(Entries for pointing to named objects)

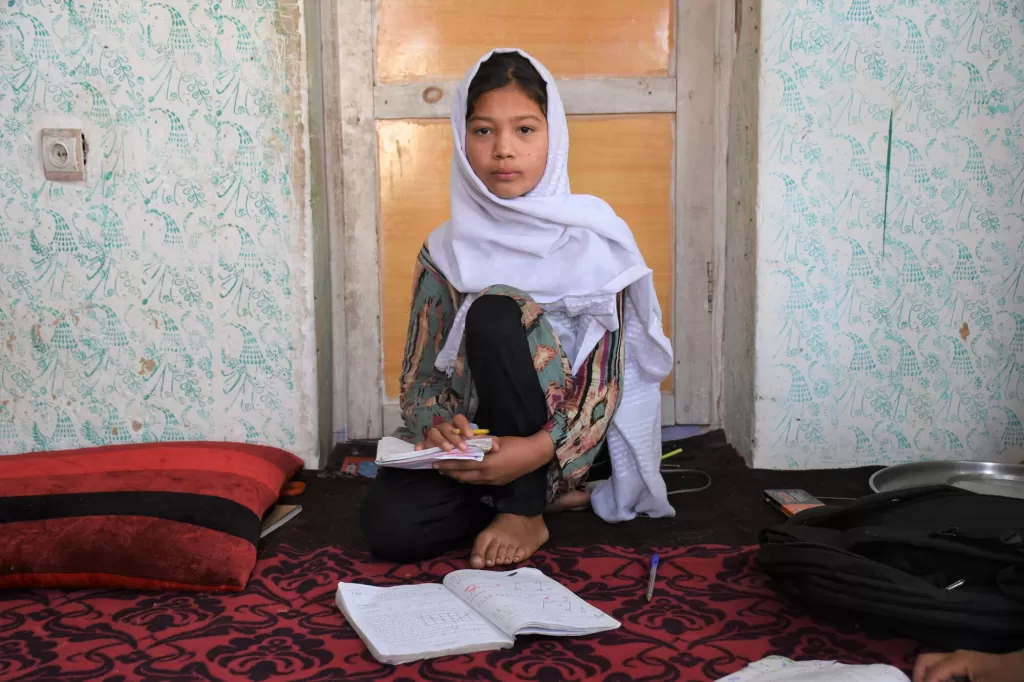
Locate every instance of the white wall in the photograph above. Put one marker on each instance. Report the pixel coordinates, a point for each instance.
(170, 295)
(887, 335)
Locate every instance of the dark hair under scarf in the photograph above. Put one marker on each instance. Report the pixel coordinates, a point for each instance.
(506, 69)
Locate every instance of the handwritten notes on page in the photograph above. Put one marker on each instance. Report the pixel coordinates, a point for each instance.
(415, 622)
(527, 602)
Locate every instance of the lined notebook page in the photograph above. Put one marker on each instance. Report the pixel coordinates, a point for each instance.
(410, 623)
(525, 601)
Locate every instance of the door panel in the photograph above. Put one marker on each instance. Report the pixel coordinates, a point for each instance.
(439, 39)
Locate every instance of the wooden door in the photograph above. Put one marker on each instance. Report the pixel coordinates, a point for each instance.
(642, 137)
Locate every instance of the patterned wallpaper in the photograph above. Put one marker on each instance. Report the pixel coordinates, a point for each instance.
(167, 297)
(891, 231)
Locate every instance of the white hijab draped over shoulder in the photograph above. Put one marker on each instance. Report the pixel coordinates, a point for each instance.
(572, 255)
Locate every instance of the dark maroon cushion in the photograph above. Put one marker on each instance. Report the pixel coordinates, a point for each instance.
(166, 516)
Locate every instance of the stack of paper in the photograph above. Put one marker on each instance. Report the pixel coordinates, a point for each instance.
(777, 669)
(400, 455)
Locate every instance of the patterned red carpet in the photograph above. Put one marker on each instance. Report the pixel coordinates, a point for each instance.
(713, 612)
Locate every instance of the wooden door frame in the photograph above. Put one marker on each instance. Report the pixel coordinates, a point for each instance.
(696, 90)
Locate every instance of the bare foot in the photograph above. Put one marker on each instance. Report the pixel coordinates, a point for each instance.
(571, 501)
(509, 539)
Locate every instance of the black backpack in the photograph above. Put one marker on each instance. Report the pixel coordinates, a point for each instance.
(939, 564)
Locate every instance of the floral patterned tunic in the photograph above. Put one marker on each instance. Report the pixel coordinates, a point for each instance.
(580, 407)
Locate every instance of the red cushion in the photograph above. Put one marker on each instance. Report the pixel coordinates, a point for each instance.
(178, 515)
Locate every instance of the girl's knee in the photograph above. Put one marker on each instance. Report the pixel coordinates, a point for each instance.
(494, 315)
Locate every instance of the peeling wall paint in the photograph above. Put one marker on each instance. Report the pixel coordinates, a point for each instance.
(890, 324)
(169, 296)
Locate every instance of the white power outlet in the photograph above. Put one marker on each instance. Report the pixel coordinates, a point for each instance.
(64, 154)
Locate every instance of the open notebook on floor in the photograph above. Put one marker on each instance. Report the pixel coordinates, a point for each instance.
(471, 610)
(400, 455)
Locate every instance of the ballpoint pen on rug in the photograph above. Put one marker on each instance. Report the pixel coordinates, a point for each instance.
(653, 574)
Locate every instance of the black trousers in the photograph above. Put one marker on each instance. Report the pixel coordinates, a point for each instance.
(411, 515)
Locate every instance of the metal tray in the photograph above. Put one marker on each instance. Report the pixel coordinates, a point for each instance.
(986, 477)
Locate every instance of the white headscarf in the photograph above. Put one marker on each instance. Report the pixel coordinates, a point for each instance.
(572, 253)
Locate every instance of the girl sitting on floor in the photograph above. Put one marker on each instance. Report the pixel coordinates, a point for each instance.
(534, 316)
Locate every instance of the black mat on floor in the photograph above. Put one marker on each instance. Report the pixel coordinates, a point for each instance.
(730, 512)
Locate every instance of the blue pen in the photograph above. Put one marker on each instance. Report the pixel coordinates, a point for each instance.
(653, 574)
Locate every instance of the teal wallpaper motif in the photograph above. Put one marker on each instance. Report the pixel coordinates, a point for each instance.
(891, 231)
(167, 297)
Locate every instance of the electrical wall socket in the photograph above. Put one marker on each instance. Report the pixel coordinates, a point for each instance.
(64, 154)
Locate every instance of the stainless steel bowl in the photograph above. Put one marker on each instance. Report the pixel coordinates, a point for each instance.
(986, 477)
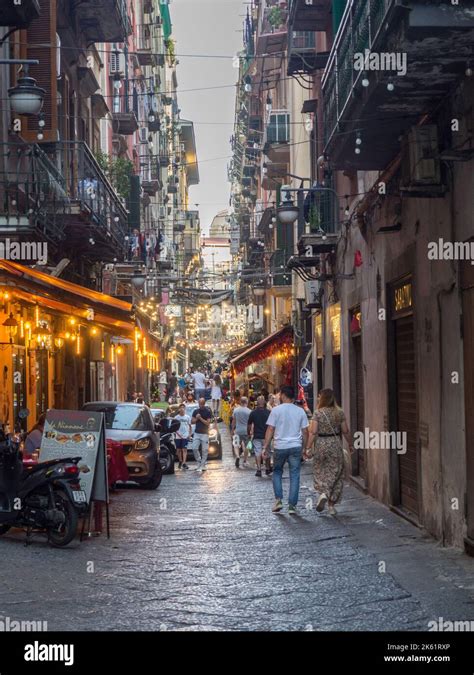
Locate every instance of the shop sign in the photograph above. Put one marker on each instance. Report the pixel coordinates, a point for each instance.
(402, 297)
(75, 433)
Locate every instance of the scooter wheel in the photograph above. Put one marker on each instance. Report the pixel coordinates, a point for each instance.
(65, 534)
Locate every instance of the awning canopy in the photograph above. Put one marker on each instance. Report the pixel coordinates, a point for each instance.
(263, 349)
(64, 297)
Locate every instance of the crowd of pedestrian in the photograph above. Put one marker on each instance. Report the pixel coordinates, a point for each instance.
(278, 425)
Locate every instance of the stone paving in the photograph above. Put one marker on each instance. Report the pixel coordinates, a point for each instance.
(204, 552)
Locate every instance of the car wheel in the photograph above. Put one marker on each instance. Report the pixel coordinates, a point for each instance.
(166, 461)
(154, 482)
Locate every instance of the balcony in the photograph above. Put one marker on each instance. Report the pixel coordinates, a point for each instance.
(314, 17)
(105, 21)
(436, 42)
(59, 192)
(19, 15)
(271, 34)
(302, 54)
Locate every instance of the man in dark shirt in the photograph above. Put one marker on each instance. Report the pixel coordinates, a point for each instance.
(201, 417)
(257, 427)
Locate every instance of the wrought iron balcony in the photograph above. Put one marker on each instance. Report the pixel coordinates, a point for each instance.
(104, 21)
(400, 78)
(19, 14)
(314, 15)
(271, 35)
(302, 54)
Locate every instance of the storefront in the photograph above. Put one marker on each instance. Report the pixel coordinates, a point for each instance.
(403, 393)
(357, 388)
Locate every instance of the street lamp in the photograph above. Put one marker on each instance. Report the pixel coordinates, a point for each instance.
(26, 98)
(138, 278)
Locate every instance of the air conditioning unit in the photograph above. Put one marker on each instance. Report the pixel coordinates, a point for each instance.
(421, 165)
(313, 294)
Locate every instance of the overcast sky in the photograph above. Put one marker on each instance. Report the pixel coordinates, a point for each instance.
(208, 28)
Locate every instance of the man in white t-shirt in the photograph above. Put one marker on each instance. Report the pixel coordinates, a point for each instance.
(287, 425)
(199, 382)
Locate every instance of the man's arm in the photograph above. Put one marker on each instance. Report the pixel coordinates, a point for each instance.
(268, 439)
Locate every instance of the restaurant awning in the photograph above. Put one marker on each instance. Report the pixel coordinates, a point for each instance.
(61, 296)
(267, 347)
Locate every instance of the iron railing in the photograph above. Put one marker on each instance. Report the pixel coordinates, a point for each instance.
(359, 30)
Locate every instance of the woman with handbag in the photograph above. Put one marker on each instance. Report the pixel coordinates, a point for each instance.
(327, 427)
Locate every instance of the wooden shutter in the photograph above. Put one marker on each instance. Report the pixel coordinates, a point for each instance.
(42, 31)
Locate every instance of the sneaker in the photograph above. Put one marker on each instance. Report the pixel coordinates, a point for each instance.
(321, 503)
(278, 506)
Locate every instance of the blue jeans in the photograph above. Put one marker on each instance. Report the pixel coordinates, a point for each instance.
(293, 457)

# WHAT YOU NEED TO DO
Copy all of the entries above word for word, line by line. Leave the pictures out of your copy.

# TASK RESPONSE
Locate every instance of the white wall in the photograph above. Put one marker on each instance. Report the pixel coordinates, a point for each instance.
(170, 295)
(887, 335)
Locate every instance of the dark hair under scarf in the photograph above. Put one marker on each instance. Report the pixel coordinates, a point for each instance.
(506, 69)
Locate every instance of the handwritten notes on page in the photograph above. Put one marker on each instance. Report the pixel coordinates, a point for each instance.
(415, 622)
(527, 602)
Locate every instance of the lined notebook page in the photograph above. Put one marker on each instance. Report the pixel coordinates, a point for each instance.
(410, 623)
(525, 601)
Locate every instance of the door panel in the photograph above. Put one marker on each instance. Report the pixel coordinates, a point for each instance.
(439, 39)
Locate every instance of the wooden door in the photograph above. Put one marker on each instance. Report the pixel coordinates, a point for each instance.
(642, 137)
Locate every instance of the patterned wallpaper in the photograph above. Put one marker on each instance. Report the pixel coordinates, a point for each instance.
(167, 297)
(891, 231)
Locate every instance of the white hijab draped over shoulder in the photograph above. Put one marker on each instance. Report the pixel coordinates, a point for each instance.
(572, 255)
Locate every instance of the dark maroon cushion in the photograph above. Put one marker on each instance. Report the pixel coordinates, a point for each instance.
(166, 516)
Locate every instance of the stack of paper in the photograph above. Put one marker on each instance. Report the pixel coordinates, a point for each instance.
(777, 669)
(400, 455)
Locate every instance of the patterned red carpet in the photograph above. Put one marker on each instance. Report the pixel coordinates, a point for each instance.
(713, 612)
Locate every instance of the wooden door frame in the photograph above. Put one marker on each instance. Report the pixel coordinates, a point for each instance.
(696, 90)
Locate every instance of the bare foot in the photograph above. Put one marker on each instance. Report the pixel coordinates, a point for each instance.
(571, 501)
(509, 539)
Locate every instance of the black backpack in the photograph above. Put one marker on each instance. Report the pixel coordinates, a point for each instance.
(939, 564)
Locate every instance of the floral patterned tunic in the photograph above. Put one marker on each instance. Report the pixel coordinates, a point for each instance.
(580, 407)
Locate every instance of the red cushion in the photograph above. Put one marker on each instance. Report the pixel coordinates, a point for each instance.
(178, 515)
Locate every instance of the girl's knee in the photograph above. Put one marker on each instance. Report the pixel coordinates, a point for each instance.
(494, 315)
Locate every instance of the peeling wall paint in the photograph above. Put one marker on each instance. Report the pixel coordinates, a point for each instance.
(890, 324)
(169, 296)
Locate every instance of the white power outlet in the photograph above. Put one marker on each instance. Report the pixel coordinates, a point for each instance.
(64, 154)
Locate every instance of the open notebook on floor in the photograph above. Put one marker on each instance. Report the pixel coordinates, a point for each instance.
(471, 610)
(400, 455)
Locate every instance of the ballpoint pen on rug in the photograph above. Put one marker on each instance. Report the pixel coordinates, a point for each instance.
(653, 574)
Locate every instance of the black trousers in the photograph above. Put one marker on each instance. Report the pixel coordinates, a point for each instance.
(411, 515)
Locate every instance of the metal tray in the photograph above. Put one marker on each instance. Report the pixel coordinates, a point for each instance.
(986, 477)
Locate every instance of the white headscarf in the photograph above. Put one marker on each instance. Report the pixel coordinates, a point for each instance.
(572, 253)
Locate every instance of the girl sitting on floor in the photograph above. Put one marker on each instance. Report the pixel coordinates, a point for each instance.
(534, 316)
Locate every instance of the black mat on floor in the photograph above. Put one marker on each instance. Report the pixel coordinates, a point for each instance.
(730, 512)
Locate every instance of the blue pen in the photograph above. Put one marker on each instance. Report the pixel coordinates, a point for each instance.
(653, 574)
Locate every instance of the teal wallpaper motif in the photograph above. Put one marker on each instance. Report the pixel coordinates, a point for each instance.
(891, 231)
(167, 297)
Locate every instance of the electrical wall socket in the photograph above. Put one marker on each instance. Report the pixel coordinates, a point for each instance.
(64, 154)
Locate every instance of the stainless steel bowl in the photograph above. Put one marker on each instance. Report the pixel coordinates, a point for each instance.
(986, 477)
Locate every instance of the shop sign in the photograph above. Put one marker on each instance. Report the pixel coordinates, a point for each instance.
(402, 297)
(75, 433)
Locate every instance of the scooter wheel in the photograph above. Put one marker on each instance. Report the pixel coordinates, a point for each instance.
(65, 534)
Locate every instance of the awning canopy in the photograph above. Put one marker on each instance. Report the pixel coordinates, a point for each instance.
(263, 349)
(64, 297)
Locate every instance of the crowd of pedestrian in the photograph above. Put one marker on each instance. Report the pixel coordinates, a point for each instance.
(278, 425)
Locate every instance of the stone paving in the photograph above. Put one marker on each instance. Report the pixel coordinates, a point for each instance.
(204, 552)
Locate every instance of the car wheel in the photograph above. Put one marker on each instance. Report the pixel coordinates, a point for each instance.
(166, 461)
(154, 482)
Locate every instance of the balcony in the photograph above. Put one marker on each instance. Report the pixel coordinates, a point for each instance.
(314, 17)
(105, 21)
(436, 42)
(59, 192)
(19, 15)
(271, 34)
(302, 54)
Locate every instance of the man in dark shirt in the photograph above. Put one marker on each instance. Report the pixel coordinates, a point for each instance.
(201, 417)
(257, 427)
Locate every instance of the wrought iron balcony in the photograph above. Put one marker on each instance. Report the pixel coordinates, a point for each instance.
(104, 21)
(400, 78)
(19, 14)
(314, 15)
(271, 35)
(302, 54)
Locate every instance of the storefront in the photograph above. Put one marker on each instance. Report the pixel coordinates, a point for each instance.
(403, 393)
(357, 388)
Locate every instance of the street lamp in the photograph above. Put one marker on each instance. Report the pixel coordinates, a point for each instance.
(26, 98)
(138, 278)
Locate every instance of the air conditioning unit in the photograph above. Put one marker on each instance. Report the pixel coordinates, a point for each instance.
(421, 165)
(313, 294)
Locate every instance of the overcast sky in the photograph above. Put one marker on each instance. Report the pixel coordinates, a point for each instance.
(208, 28)
Locate every instance of the man in white t-shirt in the photograph above. Put one marker on each instance. Report the pixel coordinates, a point for each instance.
(287, 425)
(199, 382)
Locate every instance of the man's arm in the photograph above. Put one marker on each instance. Report the pixel coordinates, a point for each instance.
(268, 439)
Locate every instance of the restaurant awning in the photograph above. Put one marker on each instance. Report the pixel coordinates, a point for each instance.
(61, 296)
(267, 347)
Locate every instance of the iron railing in the photograph above. Put one marker on each instance. Report the pixel coordinates, a point for each instance.
(359, 30)
Locate every instance of the woman with handbag in the photograph above. Put one marker on each instance. Report the pixel coordinates, a point for each instance.
(327, 427)
Locate every instance of the wooden shutter in the photograph above. Put one marker on each instance. Report the pixel coordinates, a point for each instance.
(42, 31)
Locate every instance of the sneaker in the photograph above. Put one marker on each instance. Report the pixel coordinates, a point for each instance.
(321, 503)
(278, 506)
Locate every instance of the blue jeans in the photograph above. Put one marker on each instance. Report the pixel coordinates, a point for each instance.
(293, 457)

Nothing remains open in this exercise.